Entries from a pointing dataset

☆ ☆ ☆ ☆ ☆

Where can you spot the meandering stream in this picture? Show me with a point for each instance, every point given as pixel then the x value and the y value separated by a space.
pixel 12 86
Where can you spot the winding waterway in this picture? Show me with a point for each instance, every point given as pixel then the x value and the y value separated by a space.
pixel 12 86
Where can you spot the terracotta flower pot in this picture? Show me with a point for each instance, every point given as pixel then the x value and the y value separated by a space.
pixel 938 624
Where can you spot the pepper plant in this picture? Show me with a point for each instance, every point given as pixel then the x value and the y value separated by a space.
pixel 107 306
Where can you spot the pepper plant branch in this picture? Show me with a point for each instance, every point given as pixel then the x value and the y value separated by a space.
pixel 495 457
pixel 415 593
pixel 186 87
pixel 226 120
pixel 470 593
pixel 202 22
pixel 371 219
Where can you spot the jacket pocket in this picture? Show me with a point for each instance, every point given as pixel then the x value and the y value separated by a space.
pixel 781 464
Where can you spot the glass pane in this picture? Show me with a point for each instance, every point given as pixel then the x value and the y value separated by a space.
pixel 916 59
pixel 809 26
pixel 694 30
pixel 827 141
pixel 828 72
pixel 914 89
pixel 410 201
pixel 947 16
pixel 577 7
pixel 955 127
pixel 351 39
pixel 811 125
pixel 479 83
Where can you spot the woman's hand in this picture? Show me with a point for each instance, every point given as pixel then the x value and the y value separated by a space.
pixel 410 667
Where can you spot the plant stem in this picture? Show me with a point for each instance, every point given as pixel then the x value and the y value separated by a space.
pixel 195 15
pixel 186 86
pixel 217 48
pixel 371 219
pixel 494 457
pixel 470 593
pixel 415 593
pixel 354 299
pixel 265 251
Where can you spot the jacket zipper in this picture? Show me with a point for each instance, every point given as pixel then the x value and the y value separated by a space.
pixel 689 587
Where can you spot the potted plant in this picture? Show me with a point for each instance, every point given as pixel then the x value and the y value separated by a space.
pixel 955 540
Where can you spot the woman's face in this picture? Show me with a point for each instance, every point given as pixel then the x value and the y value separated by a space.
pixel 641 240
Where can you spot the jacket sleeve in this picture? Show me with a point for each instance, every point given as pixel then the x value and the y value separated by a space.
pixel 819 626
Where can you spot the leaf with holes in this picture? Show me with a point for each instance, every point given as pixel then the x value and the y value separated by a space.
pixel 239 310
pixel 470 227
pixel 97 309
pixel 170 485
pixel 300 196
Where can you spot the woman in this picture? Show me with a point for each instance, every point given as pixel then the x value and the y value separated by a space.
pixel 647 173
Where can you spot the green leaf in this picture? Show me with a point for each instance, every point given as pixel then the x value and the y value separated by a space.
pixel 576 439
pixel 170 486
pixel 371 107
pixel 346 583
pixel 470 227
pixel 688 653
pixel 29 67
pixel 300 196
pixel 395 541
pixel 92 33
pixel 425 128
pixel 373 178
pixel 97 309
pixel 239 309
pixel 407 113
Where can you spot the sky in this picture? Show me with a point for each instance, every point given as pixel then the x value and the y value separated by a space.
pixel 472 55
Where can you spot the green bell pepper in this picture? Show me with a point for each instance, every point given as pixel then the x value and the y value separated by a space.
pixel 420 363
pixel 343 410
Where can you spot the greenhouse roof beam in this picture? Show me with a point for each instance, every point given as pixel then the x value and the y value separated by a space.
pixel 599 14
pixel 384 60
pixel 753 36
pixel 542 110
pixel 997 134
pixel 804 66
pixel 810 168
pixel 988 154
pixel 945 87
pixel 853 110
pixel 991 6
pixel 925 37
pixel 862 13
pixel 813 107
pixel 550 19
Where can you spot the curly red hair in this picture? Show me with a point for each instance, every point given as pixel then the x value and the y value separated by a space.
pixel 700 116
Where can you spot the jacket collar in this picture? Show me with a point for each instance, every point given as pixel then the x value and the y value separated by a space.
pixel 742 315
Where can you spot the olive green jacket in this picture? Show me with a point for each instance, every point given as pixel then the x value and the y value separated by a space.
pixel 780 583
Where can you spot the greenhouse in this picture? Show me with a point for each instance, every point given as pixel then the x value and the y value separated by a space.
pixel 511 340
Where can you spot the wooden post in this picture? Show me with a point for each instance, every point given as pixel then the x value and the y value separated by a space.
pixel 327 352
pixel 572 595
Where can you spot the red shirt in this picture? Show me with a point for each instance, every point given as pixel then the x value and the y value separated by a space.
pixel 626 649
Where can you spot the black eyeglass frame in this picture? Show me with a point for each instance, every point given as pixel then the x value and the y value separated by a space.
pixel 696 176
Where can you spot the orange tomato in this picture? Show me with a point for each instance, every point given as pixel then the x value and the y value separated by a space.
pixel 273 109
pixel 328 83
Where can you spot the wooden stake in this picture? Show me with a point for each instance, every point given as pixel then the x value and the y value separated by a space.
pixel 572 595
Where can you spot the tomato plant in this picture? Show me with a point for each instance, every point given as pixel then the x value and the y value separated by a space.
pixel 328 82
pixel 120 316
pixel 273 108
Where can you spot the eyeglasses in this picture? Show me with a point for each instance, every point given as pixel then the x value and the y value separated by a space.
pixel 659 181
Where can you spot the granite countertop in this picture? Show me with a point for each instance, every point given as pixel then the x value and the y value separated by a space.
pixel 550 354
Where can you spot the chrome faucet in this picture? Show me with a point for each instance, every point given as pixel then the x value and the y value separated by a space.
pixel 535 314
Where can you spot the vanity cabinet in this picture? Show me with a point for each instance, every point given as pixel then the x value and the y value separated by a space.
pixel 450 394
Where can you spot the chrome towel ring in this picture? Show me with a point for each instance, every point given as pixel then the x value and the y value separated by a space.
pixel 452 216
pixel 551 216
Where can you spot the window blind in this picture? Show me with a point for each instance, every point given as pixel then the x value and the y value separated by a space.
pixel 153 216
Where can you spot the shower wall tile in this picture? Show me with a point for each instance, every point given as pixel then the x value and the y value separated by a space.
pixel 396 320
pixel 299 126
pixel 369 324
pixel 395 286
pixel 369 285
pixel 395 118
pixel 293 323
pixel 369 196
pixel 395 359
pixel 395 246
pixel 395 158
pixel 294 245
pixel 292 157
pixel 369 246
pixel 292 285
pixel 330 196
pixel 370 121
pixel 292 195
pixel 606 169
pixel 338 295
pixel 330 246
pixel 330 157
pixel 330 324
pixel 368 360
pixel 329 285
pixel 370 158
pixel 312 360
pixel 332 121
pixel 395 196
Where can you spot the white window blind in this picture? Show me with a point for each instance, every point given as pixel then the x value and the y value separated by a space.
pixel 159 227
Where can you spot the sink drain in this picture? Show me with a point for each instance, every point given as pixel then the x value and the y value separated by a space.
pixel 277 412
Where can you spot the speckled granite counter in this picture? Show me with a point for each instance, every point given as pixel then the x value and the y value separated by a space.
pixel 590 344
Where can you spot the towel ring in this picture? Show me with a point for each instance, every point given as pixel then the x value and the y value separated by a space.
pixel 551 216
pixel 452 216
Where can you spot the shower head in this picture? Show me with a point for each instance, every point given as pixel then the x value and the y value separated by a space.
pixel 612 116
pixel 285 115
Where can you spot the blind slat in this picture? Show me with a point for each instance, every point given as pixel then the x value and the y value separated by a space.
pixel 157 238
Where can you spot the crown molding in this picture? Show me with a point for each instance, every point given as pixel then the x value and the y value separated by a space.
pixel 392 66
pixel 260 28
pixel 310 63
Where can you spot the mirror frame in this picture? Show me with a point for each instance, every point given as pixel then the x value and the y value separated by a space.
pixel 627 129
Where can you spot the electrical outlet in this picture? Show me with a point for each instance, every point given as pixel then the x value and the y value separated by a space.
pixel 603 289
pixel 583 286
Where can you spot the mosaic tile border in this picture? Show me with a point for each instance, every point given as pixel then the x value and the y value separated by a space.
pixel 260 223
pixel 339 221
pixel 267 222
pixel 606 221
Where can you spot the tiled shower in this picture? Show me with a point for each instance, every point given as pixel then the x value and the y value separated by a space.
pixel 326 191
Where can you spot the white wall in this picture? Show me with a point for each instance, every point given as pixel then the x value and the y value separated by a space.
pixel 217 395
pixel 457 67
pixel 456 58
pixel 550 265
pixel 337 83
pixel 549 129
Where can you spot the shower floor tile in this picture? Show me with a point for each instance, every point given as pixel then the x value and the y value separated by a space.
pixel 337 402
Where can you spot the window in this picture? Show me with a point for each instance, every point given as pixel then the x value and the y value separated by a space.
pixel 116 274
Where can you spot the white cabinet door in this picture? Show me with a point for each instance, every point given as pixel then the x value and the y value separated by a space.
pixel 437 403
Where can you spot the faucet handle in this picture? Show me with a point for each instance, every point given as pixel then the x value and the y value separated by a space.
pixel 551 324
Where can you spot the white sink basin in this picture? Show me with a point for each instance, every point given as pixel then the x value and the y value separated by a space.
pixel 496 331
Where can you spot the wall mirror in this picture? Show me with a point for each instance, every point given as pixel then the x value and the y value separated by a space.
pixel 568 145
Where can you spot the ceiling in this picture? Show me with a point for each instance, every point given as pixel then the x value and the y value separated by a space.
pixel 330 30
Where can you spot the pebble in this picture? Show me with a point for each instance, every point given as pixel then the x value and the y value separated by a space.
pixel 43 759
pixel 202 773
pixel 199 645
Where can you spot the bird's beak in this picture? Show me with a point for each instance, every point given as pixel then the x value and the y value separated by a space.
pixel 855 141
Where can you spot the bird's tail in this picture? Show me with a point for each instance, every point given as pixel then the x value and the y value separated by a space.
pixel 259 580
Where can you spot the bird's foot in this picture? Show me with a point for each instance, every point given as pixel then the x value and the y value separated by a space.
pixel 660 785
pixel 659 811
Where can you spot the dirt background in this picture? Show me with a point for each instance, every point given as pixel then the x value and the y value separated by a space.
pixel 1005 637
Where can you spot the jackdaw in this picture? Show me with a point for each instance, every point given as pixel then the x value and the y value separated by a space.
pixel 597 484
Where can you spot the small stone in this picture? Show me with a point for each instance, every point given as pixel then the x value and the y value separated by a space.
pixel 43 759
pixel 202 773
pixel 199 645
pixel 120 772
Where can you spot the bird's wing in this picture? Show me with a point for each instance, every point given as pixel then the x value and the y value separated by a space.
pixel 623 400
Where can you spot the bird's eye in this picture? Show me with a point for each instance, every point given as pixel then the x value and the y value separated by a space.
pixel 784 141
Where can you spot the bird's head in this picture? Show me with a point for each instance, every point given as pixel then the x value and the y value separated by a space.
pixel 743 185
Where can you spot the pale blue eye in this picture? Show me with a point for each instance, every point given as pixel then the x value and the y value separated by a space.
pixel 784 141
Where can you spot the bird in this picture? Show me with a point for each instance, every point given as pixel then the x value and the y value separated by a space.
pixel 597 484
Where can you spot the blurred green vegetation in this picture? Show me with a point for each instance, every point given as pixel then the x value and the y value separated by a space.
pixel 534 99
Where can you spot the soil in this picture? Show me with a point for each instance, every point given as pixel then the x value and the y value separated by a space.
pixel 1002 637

☆ ☆ ☆ ☆ ☆

Copy the lines above precisely, beginning with the line that contains "Where can you spot the tomato" and continuing through the line that contains "pixel 153 216".

Where can you spot the tomato plant in this picture? Show me with a point for each instance, every point given as pixel then the x value and the y value separated by a space.
pixel 328 82
pixel 120 316
pixel 273 108
Where can you spot the eyeglasses in this picture? Show me with a point for each instance, every point given as pixel then the x value and the y value separated by a space.
pixel 659 181
Where can you spot the granite countertop in this picture? Show me with a point for each instance, every point given as pixel then the x value and the y value separated by a space.
pixel 550 354
Where can you spot the chrome faucet in this picture? Show me with a point for each instance, every point given as pixel then the x value and the y value separated by a space.
pixel 535 314
Where can you spot the vanity cabinet in this picture? Show me with a point for each instance, every point given as pixel then the x value and the y value separated by a space.
pixel 450 394
Where can you spot the chrome towel ring in this picture? Show me with a point for each instance, every point given as pixel then the x value and the y value separated by a space.
pixel 452 216
pixel 551 216
Where can you spot the window blind in this picture? Show me with a point for each instance, every point given as pixel then the x value and the y value separated by a space.
pixel 153 216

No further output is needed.